● Task objective: Up to and including the line with "the red and", repeat every line of the listing exactly, beginning at the first.

● Data extract:
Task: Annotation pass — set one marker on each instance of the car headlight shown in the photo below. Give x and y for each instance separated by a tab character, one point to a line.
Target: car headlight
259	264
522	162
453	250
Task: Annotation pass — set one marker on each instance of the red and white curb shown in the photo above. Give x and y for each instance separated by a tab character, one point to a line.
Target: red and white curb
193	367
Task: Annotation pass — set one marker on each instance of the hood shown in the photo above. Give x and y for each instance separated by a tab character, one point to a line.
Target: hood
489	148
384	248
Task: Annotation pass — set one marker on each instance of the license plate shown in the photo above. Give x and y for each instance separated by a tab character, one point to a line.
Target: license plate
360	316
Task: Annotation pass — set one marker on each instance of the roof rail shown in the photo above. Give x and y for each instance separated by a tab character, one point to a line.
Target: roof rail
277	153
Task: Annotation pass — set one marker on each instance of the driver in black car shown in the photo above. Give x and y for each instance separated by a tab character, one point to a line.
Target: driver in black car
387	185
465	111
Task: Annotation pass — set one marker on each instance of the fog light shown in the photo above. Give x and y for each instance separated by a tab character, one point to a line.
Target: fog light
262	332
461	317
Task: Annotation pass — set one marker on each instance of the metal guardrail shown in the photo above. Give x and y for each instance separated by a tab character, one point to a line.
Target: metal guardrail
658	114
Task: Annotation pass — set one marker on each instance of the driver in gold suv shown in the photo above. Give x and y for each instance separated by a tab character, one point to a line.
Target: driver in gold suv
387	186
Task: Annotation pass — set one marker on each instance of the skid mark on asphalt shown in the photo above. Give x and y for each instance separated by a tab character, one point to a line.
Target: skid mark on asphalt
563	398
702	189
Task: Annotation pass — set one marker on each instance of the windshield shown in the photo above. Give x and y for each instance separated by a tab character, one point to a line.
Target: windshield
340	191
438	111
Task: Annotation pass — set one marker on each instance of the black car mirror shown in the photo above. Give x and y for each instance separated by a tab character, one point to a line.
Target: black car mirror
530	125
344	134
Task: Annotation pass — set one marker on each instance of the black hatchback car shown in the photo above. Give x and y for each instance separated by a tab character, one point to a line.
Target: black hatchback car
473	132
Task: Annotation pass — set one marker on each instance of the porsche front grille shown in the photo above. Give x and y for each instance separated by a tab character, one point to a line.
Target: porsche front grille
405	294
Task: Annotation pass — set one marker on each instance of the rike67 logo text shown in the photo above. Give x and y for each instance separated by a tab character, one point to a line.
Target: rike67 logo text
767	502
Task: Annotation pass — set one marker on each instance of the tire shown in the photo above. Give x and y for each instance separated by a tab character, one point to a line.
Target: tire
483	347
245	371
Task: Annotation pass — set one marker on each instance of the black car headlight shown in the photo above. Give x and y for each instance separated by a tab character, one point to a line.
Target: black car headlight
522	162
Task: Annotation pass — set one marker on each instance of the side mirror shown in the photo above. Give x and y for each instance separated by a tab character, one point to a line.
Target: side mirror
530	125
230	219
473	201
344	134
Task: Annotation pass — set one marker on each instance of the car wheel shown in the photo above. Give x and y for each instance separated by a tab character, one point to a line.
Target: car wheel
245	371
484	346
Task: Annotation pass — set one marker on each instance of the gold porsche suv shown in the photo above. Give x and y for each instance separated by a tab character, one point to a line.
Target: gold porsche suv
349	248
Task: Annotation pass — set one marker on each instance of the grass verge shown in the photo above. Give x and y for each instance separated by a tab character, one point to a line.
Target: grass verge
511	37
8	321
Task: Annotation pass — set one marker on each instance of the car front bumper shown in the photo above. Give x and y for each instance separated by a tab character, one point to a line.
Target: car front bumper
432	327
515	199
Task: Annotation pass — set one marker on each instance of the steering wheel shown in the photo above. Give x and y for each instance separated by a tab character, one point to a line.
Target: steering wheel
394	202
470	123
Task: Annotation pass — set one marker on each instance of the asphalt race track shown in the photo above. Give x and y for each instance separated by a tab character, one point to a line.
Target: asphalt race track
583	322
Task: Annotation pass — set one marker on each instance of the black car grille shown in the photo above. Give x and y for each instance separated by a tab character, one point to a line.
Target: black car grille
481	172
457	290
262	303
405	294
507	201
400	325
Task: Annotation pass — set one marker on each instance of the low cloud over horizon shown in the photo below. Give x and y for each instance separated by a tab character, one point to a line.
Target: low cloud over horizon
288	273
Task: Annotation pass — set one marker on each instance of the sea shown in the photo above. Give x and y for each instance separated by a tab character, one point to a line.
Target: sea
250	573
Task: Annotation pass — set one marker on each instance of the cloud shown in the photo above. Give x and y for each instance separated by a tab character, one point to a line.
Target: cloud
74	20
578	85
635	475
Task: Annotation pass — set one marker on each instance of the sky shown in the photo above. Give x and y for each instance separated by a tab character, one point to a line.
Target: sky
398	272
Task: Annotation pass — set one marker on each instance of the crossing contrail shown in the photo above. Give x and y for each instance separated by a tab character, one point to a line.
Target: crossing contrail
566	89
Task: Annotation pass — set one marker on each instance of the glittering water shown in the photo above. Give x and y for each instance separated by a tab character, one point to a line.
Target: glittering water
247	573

● Worked solution:
Task: Annotation pass — set one marker on each instance of the car headlight shown in the photo below. Give x and y for each instance separated by a tab character, one point to a line.
Target: car headlight
259	264
522	162
453	250
Task: Annotation pass — set one marker on each instance of the red and white curb shown in the photo above. Give x and y for each instance separated by a tab character, one point to a line.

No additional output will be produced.